Problem requirements ::
Every line between the top of the data below and the line with "Target: white interior door", both ends included, must be retyped exactly.

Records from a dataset
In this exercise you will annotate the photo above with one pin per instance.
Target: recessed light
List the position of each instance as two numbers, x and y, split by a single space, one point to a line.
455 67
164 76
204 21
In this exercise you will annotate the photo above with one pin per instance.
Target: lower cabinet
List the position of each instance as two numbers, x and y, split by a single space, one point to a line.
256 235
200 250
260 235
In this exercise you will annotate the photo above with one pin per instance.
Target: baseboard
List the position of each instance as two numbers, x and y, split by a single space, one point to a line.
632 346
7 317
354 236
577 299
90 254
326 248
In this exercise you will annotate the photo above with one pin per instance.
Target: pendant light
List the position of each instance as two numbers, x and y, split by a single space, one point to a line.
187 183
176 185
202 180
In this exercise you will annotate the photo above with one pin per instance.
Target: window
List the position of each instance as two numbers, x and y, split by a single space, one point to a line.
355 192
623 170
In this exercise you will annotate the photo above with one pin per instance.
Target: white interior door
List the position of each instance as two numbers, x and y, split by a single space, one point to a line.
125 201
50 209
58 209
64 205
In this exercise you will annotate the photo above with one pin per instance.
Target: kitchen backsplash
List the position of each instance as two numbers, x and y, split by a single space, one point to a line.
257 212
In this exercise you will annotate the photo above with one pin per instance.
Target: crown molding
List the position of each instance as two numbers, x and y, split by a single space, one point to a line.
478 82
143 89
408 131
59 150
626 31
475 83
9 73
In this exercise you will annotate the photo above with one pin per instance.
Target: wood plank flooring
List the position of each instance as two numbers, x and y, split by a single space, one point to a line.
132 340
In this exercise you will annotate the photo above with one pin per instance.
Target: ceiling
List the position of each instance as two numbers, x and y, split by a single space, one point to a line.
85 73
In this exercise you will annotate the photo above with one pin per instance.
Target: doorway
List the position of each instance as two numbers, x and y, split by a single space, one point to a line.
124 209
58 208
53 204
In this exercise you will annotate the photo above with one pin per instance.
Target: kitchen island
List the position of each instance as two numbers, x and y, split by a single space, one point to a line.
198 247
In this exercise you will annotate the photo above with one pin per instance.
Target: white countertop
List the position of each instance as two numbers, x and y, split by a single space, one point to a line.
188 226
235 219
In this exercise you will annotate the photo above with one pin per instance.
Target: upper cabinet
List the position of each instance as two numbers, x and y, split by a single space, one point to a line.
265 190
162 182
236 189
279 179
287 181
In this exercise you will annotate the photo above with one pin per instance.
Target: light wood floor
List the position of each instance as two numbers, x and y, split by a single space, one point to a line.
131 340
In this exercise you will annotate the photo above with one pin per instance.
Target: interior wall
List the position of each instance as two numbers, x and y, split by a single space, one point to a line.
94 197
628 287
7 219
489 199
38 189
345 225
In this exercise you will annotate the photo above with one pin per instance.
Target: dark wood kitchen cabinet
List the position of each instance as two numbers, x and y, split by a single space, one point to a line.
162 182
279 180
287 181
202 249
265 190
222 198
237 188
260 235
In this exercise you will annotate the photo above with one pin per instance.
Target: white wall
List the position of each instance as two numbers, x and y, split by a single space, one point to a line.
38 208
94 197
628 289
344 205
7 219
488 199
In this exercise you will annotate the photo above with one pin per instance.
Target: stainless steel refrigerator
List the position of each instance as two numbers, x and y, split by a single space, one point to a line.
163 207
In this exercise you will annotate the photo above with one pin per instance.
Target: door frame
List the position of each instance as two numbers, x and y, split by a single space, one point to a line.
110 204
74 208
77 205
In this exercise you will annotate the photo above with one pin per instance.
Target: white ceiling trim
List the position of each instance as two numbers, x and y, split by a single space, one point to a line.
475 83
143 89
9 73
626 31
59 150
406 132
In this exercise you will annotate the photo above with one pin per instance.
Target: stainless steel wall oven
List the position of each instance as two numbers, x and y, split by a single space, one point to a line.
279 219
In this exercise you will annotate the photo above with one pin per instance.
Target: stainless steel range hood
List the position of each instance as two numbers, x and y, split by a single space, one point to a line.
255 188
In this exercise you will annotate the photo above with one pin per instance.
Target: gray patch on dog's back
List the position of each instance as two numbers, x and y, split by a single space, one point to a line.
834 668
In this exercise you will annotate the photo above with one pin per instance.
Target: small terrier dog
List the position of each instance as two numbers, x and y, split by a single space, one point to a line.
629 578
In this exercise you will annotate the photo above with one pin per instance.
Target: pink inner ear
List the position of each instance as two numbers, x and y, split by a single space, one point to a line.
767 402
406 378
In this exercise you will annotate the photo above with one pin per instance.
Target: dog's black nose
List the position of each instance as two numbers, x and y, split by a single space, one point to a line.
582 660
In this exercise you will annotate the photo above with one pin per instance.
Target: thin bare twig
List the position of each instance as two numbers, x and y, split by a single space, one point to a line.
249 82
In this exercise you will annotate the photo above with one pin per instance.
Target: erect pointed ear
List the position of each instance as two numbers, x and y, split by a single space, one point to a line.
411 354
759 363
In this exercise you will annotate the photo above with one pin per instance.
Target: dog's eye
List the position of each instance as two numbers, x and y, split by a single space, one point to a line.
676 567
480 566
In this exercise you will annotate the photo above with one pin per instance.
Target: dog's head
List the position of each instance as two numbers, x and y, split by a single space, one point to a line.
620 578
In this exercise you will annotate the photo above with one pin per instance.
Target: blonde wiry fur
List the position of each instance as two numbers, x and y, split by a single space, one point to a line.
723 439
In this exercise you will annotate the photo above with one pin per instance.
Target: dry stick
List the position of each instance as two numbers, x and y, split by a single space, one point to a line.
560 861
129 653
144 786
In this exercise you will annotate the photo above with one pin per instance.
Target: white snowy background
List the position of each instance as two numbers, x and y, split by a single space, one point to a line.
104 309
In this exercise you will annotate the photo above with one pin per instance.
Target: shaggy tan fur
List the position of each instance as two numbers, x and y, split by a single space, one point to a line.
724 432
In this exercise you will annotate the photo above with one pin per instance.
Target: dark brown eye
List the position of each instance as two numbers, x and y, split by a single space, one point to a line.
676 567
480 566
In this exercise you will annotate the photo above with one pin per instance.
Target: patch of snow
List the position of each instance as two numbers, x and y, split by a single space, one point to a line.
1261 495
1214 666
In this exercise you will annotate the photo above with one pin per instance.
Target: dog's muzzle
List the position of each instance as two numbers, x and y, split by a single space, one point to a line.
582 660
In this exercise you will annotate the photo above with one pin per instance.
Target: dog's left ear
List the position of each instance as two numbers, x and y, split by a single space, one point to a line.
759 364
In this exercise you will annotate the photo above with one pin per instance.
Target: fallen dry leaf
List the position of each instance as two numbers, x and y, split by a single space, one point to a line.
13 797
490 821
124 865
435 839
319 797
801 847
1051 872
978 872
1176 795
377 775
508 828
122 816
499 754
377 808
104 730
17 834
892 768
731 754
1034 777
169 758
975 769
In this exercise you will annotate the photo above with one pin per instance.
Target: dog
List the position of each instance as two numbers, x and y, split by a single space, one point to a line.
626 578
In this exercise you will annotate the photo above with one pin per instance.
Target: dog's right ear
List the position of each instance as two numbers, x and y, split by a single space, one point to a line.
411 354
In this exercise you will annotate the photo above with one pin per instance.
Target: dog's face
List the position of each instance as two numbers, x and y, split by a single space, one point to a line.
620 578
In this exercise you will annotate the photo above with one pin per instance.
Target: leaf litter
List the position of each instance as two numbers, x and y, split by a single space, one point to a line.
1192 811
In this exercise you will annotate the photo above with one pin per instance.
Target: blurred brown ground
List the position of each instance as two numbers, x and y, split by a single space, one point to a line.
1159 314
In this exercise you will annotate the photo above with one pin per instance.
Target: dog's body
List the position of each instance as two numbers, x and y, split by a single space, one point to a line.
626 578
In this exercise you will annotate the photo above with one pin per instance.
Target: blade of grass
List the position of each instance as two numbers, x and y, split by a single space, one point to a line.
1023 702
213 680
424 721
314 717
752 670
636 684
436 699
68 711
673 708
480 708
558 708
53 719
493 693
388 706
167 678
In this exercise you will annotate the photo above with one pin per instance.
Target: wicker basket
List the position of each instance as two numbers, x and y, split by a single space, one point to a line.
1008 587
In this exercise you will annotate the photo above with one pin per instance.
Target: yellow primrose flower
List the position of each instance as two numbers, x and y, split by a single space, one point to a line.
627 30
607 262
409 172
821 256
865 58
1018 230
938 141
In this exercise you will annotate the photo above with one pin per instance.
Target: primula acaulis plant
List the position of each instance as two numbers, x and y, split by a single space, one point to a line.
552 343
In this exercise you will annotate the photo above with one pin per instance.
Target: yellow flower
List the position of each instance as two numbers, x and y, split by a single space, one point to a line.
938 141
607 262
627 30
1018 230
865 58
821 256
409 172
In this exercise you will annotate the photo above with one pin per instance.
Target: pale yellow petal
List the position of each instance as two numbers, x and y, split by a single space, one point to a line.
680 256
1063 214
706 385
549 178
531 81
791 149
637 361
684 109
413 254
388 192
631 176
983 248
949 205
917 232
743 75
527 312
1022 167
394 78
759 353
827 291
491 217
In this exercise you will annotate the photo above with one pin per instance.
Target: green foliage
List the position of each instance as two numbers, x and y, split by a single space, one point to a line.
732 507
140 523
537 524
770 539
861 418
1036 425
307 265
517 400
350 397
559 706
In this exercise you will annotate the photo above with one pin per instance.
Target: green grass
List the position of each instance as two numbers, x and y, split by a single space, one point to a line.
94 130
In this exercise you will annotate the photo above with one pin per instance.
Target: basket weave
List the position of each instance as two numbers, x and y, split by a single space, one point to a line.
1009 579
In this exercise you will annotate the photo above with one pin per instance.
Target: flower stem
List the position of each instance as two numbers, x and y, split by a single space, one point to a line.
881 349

Exercise solution ::
In this exercise you will annotate the photo above with one pin per instance.
Target: recessed light
List the position of each instance as two numbers, x and y, split by a single space, one point to a line.
455 67
164 76
204 21
In this exercise you will annotate the photo above with one pin per instance.
Target: lower cabinet
List the position of each instance as two numbers, x and y, split by a single space, one point to a line.
256 235
200 250
260 235
In this exercise you will annotate the photo above with one pin per instance.
Target: baseboard
List the position of each instance as two numbers, x and y, split by a single space, one point to a line.
632 346
7 317
354 236
577 299
90 254
326 248
In this exercise you will annotate the photo above with one pin per instance.
Target: pendant light
List the position of each instance as two numbers, x and y, split by a single space, one point to a line.
187 183
176 185
202 180
In this exercise you will annotate the photo above with one pin per instance.
Target: window
List the position of each instance as two numbers, x and y, split by a single space, one point to a line.
355 192
623 170
In this exercise you will annotate the photo above with one pin per instance.
Target: white interior door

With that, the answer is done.